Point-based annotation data
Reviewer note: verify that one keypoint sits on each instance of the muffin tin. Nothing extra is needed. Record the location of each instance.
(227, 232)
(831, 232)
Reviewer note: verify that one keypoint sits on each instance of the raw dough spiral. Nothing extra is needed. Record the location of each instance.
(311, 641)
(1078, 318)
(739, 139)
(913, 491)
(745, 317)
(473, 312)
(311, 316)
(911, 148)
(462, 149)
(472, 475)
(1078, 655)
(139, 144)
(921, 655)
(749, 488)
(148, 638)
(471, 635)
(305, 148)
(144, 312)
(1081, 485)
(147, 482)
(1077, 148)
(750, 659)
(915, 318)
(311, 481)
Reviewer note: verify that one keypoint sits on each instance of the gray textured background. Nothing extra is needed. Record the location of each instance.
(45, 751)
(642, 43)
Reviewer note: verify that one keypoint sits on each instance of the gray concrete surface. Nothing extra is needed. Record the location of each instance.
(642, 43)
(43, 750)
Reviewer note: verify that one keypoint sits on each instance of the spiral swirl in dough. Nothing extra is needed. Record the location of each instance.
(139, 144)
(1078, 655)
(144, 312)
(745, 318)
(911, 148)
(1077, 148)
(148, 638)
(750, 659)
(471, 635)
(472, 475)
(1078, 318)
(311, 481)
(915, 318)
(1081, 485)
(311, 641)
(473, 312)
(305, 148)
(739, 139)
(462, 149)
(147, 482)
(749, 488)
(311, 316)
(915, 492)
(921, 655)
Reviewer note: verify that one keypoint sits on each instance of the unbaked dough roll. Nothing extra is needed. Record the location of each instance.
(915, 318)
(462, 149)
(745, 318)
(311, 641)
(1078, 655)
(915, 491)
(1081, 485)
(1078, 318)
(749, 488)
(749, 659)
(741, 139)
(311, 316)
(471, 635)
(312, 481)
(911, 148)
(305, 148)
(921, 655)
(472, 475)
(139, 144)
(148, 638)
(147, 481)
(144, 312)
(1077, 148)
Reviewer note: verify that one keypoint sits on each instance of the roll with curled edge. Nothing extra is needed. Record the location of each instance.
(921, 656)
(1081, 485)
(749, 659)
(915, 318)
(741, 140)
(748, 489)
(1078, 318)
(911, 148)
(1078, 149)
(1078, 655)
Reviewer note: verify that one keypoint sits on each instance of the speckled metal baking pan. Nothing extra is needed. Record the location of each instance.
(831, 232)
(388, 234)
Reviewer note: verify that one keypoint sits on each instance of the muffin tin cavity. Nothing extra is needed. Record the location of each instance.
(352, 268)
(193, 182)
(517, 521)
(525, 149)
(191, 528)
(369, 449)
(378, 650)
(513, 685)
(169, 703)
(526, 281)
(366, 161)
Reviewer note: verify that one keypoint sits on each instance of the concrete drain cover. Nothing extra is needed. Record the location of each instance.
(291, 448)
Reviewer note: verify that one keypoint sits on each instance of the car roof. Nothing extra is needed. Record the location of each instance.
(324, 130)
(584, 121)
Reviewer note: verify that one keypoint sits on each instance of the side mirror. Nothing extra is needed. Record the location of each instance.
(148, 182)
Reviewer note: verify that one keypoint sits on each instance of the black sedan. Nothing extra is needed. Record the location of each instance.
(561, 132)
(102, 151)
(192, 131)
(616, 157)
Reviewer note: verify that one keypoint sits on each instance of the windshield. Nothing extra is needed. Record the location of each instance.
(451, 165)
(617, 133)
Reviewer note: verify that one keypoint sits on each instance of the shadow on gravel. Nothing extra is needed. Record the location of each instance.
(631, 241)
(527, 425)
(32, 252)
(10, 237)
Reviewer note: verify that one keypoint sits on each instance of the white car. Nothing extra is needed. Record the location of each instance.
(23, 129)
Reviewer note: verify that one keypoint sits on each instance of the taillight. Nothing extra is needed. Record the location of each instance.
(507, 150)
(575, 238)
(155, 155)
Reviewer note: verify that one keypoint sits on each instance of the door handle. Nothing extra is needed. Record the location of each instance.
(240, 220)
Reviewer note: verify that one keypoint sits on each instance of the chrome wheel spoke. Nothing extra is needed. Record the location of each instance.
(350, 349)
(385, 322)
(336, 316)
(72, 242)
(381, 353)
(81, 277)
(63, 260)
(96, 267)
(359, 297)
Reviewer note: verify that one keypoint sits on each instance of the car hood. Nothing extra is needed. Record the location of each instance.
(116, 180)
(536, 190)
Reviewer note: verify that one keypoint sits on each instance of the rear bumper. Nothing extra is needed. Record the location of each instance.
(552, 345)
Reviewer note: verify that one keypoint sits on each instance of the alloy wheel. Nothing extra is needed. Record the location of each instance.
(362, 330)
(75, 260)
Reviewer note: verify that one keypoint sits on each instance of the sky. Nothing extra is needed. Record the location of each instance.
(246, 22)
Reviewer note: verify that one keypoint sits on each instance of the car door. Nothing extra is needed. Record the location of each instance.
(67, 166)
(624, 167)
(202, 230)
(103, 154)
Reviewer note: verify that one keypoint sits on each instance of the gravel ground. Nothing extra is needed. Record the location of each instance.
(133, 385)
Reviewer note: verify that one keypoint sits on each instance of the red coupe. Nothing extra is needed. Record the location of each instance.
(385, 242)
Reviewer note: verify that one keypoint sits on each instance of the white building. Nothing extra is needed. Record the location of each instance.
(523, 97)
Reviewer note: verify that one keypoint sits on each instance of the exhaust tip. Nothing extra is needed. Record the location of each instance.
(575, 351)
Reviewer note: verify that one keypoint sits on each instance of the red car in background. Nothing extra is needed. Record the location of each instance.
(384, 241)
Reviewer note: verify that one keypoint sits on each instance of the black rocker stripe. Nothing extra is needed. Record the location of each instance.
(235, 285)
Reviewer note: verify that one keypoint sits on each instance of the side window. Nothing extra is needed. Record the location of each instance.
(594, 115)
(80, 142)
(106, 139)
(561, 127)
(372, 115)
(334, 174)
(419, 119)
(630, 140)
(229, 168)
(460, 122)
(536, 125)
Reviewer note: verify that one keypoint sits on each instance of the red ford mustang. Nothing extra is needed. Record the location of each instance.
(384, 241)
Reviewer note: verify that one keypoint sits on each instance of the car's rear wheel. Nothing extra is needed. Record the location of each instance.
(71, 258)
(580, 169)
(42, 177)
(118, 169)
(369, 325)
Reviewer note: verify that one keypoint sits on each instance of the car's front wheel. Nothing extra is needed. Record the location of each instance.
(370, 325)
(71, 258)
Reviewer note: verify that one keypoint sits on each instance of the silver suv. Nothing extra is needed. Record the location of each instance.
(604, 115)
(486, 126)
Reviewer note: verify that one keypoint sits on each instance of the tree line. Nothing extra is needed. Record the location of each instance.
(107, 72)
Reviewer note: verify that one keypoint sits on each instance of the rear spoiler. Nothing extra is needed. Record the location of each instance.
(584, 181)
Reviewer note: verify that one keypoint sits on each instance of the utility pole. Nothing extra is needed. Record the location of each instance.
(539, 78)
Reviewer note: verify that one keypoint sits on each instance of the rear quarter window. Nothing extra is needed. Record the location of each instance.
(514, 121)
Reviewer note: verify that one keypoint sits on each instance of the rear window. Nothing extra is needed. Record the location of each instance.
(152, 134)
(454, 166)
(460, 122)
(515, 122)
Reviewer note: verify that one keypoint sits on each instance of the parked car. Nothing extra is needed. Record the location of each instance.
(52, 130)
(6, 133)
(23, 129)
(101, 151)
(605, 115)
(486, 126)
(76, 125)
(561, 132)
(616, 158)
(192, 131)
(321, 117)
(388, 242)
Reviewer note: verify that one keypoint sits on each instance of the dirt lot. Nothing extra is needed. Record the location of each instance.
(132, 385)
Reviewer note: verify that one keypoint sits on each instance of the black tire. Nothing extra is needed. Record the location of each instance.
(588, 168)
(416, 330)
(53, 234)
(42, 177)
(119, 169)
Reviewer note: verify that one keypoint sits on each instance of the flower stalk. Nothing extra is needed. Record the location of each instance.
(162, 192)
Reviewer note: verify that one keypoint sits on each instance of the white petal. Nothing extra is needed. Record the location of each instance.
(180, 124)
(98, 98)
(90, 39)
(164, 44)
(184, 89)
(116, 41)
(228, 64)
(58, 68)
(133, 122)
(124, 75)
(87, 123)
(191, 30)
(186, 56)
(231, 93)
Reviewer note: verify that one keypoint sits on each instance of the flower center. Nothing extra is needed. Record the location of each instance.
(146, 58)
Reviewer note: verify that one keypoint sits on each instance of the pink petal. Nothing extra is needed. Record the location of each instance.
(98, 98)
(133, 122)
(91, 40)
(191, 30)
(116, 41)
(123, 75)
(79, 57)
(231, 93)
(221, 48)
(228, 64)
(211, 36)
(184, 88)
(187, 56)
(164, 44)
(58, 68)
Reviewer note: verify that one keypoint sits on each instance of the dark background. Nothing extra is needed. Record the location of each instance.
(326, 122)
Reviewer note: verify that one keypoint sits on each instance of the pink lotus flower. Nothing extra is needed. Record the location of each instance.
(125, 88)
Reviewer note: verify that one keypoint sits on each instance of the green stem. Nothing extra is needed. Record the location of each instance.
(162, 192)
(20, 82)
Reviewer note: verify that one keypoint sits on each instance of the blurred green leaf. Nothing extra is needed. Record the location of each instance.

→ **WORK REQUIRED**:
Find the line containing "the pink lotus". Reproduce it exactly, along with every line after it through the last.

→ **COMPLETE OUTPUT**:
Reviewer note: verify that one keypoint sits on each instance of the pink lotus flower. Nothing extra is needed. Record the location of each instance.
(125, 88)
Reviewer note: verify that one keypoint sits on each instance of the green stem. Nothing extra is needed. Record the location of each instance.
(162, 192)
(20, 82)
Reviewer note: verify that one keypoint sits on each instance of the blurred green leaf. Nothing extra is needed. Record the location of each instance.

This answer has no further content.